About this exercise:
Your response should consist solely of the lines from the one containing "Pick out every instance of the woman" through the final line of the entries, repeated exactly.

[Records excerpted from a collection]

##############################

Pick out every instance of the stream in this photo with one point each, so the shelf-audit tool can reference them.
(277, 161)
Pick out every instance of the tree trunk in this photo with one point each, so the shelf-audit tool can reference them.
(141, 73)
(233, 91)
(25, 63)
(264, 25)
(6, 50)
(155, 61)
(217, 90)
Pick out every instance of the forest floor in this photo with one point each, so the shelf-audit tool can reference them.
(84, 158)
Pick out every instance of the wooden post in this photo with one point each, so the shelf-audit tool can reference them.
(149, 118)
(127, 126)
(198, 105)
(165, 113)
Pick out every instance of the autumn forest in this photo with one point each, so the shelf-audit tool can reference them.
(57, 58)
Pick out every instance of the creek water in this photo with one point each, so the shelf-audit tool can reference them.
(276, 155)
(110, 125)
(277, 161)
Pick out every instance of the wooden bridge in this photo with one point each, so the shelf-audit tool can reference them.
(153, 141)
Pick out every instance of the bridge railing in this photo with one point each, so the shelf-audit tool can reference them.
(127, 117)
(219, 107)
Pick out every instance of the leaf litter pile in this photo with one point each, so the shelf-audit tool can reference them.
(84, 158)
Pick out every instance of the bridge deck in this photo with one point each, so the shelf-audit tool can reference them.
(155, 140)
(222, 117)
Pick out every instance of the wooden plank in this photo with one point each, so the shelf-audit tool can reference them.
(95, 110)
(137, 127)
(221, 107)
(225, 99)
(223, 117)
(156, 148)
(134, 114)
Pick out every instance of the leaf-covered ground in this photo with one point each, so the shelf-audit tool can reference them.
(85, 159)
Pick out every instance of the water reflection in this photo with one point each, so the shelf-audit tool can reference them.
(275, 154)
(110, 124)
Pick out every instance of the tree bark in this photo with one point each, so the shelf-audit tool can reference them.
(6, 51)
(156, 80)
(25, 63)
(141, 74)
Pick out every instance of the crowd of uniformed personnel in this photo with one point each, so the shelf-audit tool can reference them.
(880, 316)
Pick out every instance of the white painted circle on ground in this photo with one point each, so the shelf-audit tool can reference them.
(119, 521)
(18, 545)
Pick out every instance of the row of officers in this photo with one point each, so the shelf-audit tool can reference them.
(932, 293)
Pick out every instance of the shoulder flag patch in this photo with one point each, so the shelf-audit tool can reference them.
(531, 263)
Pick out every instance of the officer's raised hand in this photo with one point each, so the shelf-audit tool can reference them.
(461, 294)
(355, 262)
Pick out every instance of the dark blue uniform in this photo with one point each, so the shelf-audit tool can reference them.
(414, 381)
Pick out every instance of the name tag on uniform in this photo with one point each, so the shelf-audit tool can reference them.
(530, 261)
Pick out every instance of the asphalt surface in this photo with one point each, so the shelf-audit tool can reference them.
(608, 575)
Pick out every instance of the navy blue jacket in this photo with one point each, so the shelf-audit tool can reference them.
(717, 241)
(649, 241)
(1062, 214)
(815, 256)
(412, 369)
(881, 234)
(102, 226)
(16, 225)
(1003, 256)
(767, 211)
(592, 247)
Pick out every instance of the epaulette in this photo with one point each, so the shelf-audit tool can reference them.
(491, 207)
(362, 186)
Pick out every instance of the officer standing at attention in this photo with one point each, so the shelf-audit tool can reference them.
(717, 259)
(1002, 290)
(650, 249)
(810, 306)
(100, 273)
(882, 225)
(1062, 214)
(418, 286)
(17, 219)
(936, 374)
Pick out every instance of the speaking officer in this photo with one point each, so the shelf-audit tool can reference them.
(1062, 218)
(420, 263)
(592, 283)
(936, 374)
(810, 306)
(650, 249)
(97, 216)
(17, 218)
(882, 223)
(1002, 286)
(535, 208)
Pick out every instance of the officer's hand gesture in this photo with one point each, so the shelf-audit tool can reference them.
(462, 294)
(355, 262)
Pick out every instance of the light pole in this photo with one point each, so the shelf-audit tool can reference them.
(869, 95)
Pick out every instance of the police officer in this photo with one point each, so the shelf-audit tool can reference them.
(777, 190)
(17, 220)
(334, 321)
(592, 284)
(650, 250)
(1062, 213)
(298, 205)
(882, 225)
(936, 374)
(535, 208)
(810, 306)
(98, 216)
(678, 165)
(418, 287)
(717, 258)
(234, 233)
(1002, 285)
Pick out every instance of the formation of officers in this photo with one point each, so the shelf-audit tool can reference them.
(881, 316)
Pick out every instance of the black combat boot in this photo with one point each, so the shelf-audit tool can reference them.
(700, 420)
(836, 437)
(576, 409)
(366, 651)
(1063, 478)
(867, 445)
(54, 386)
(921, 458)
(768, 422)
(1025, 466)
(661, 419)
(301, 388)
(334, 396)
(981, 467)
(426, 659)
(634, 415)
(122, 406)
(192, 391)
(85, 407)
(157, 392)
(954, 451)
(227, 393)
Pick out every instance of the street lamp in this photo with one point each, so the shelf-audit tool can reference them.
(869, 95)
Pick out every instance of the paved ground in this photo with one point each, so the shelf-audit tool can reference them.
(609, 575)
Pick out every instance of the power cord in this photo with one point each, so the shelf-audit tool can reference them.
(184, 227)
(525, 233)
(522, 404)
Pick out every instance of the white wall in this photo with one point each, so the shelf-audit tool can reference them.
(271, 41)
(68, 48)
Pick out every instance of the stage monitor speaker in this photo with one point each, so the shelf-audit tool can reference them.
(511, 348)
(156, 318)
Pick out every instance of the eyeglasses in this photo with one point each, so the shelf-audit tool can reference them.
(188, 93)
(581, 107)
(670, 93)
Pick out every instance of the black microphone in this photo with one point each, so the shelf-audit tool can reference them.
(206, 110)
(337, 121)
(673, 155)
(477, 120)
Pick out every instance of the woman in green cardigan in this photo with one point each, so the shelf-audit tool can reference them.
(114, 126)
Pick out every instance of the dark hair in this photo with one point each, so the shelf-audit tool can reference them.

##############################

Task response:
Pick out every instance of the woman in green cardigan in this photo with one point each, so the shelf-audit tool can reference them.
(114, 126)
Pick out every instance of the dark hair in this photo with one point each, so the shelf-audit tool can reference them.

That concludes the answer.